begin Data
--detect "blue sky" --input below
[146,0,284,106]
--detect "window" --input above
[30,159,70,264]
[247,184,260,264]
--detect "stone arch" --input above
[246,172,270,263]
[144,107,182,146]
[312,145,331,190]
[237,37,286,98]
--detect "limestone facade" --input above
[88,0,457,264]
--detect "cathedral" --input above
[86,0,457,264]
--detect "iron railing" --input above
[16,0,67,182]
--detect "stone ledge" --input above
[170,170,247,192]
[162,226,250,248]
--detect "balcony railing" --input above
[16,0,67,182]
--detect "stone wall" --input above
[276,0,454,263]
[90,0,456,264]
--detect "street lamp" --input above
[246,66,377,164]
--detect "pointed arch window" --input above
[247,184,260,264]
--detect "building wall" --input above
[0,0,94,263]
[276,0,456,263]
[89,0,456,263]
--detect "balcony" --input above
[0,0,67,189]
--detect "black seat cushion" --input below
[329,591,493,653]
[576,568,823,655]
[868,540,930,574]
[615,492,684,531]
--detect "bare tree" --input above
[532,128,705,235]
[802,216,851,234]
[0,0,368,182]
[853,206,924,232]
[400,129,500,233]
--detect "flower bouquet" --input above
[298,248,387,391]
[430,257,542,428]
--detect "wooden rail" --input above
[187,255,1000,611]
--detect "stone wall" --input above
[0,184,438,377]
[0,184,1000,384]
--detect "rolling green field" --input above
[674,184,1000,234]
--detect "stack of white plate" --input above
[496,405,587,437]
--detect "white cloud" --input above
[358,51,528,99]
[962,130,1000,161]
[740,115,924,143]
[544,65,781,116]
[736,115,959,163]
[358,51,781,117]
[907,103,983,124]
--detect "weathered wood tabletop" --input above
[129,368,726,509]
end Data
begin Data
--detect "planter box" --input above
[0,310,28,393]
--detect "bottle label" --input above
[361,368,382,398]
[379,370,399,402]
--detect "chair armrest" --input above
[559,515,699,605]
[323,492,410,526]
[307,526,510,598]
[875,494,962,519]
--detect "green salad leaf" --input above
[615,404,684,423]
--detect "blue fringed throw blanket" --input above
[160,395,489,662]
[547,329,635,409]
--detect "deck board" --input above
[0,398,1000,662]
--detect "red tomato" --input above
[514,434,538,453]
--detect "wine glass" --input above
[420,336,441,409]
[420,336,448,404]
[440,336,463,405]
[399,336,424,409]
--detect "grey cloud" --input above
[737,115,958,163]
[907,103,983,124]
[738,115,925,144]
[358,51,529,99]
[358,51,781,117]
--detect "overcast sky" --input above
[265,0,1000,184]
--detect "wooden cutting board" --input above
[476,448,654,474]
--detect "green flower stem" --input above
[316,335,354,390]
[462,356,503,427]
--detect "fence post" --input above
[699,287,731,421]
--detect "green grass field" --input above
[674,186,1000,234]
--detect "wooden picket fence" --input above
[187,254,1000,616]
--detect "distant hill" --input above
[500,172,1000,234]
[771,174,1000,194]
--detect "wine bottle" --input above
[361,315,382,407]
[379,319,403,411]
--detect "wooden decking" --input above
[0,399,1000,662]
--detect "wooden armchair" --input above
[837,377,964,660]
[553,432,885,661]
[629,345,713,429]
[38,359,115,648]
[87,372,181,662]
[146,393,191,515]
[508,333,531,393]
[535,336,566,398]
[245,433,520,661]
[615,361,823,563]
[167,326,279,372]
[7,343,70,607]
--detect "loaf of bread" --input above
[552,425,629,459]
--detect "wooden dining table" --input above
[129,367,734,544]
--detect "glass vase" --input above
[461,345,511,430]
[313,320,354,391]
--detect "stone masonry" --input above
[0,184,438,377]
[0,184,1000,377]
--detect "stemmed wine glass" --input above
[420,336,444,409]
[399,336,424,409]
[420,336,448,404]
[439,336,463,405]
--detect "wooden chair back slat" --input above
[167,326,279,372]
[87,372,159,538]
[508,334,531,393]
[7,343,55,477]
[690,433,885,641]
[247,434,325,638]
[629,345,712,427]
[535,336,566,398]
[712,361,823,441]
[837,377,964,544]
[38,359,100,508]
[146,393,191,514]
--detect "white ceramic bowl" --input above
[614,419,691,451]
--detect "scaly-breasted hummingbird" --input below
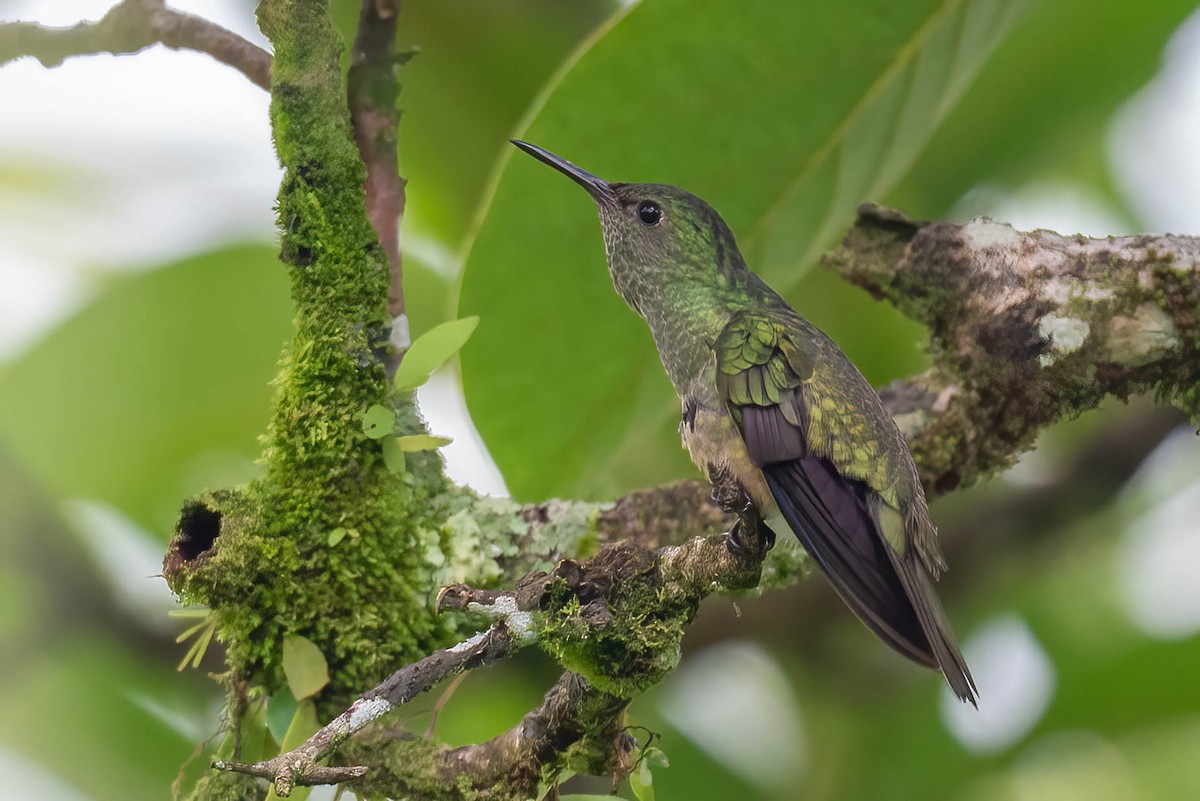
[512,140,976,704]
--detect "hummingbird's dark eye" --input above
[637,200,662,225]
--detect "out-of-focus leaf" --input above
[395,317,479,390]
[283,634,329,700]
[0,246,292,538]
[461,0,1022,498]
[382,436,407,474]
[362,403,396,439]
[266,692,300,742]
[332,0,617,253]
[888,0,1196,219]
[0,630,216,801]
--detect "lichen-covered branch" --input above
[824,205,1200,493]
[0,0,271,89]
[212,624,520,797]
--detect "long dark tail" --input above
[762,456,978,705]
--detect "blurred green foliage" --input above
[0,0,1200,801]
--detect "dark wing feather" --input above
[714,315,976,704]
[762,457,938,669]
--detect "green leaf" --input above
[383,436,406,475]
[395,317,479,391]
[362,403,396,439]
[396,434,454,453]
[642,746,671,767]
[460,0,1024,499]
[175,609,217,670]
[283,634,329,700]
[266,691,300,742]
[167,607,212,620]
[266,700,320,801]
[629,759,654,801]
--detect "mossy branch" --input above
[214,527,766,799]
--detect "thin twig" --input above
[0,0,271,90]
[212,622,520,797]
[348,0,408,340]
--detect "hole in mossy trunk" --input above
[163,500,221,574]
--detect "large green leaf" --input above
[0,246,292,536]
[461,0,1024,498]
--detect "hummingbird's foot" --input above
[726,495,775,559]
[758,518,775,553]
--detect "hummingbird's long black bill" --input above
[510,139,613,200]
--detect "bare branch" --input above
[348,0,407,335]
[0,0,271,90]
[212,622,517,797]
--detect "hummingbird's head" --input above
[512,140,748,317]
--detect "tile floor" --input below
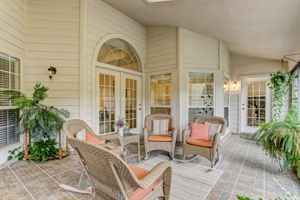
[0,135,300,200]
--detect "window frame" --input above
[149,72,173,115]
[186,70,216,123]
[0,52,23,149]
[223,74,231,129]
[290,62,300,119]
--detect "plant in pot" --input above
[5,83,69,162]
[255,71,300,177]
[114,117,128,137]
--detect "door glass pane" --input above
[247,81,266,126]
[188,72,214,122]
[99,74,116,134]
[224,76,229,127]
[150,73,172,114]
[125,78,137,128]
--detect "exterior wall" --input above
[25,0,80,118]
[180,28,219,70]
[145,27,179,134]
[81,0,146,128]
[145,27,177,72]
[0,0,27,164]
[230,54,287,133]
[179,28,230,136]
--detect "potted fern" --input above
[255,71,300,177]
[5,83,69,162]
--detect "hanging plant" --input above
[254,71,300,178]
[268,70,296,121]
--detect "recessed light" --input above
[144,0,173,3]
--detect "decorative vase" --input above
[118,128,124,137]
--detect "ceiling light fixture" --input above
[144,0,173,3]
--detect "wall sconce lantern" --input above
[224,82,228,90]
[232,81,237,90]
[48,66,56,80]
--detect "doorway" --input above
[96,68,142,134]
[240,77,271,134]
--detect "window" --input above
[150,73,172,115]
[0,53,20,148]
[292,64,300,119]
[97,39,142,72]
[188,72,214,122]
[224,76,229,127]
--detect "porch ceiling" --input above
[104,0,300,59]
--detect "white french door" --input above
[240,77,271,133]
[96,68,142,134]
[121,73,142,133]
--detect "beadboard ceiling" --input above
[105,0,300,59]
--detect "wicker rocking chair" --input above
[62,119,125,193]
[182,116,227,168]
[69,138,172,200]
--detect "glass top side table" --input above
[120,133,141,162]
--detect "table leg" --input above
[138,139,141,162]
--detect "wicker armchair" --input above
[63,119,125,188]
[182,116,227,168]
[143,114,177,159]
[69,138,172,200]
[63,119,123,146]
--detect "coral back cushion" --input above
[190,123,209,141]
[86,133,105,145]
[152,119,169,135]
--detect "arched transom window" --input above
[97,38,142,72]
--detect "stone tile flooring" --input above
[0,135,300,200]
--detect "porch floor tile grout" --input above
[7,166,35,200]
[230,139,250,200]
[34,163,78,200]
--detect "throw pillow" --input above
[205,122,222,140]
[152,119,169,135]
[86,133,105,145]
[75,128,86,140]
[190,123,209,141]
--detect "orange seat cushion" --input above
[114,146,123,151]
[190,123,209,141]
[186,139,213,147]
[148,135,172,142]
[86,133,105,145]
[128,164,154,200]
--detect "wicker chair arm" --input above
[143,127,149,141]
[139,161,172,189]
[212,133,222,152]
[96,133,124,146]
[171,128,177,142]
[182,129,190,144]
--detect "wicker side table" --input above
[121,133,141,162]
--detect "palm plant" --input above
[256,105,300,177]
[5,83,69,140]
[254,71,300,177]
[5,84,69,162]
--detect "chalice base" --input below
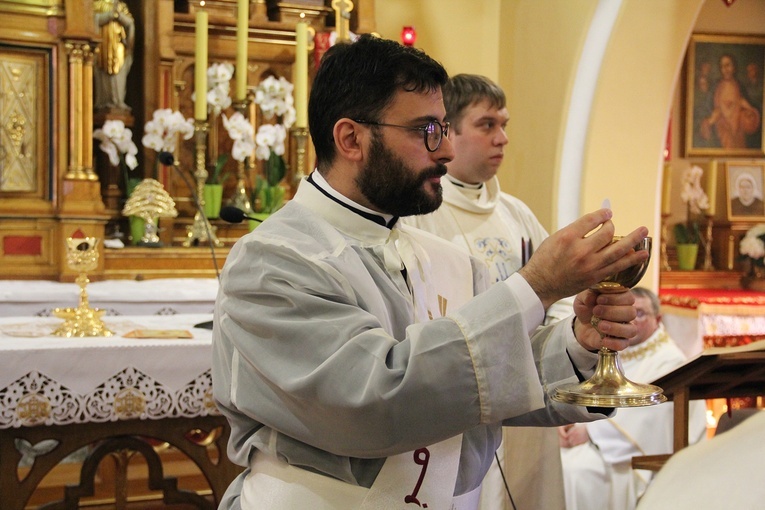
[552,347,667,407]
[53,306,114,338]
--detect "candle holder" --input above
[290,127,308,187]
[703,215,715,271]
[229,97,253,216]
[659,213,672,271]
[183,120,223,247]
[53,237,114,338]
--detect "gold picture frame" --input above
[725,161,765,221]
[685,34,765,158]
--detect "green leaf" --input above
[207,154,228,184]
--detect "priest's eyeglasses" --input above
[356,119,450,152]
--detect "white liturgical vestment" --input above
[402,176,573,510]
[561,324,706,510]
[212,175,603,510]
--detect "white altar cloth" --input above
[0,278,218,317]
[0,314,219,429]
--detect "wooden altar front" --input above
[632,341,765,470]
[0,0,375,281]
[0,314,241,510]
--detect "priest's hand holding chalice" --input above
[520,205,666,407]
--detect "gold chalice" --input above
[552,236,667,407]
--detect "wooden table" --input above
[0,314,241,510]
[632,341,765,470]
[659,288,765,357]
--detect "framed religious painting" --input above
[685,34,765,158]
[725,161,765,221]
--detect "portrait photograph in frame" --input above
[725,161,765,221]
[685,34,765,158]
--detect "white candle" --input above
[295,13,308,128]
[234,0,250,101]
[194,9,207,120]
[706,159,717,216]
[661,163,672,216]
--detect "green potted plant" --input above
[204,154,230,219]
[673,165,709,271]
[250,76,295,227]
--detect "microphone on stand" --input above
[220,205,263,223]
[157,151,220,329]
end Data
Given problem
Please find every line of the material above that contains the string "ceiling" and copy each one. Case counts.

Written response
--detect "ceiling light fixture" --input above
--detect "porch ceiling" --input above
--detect "beadboard ceiling" --input above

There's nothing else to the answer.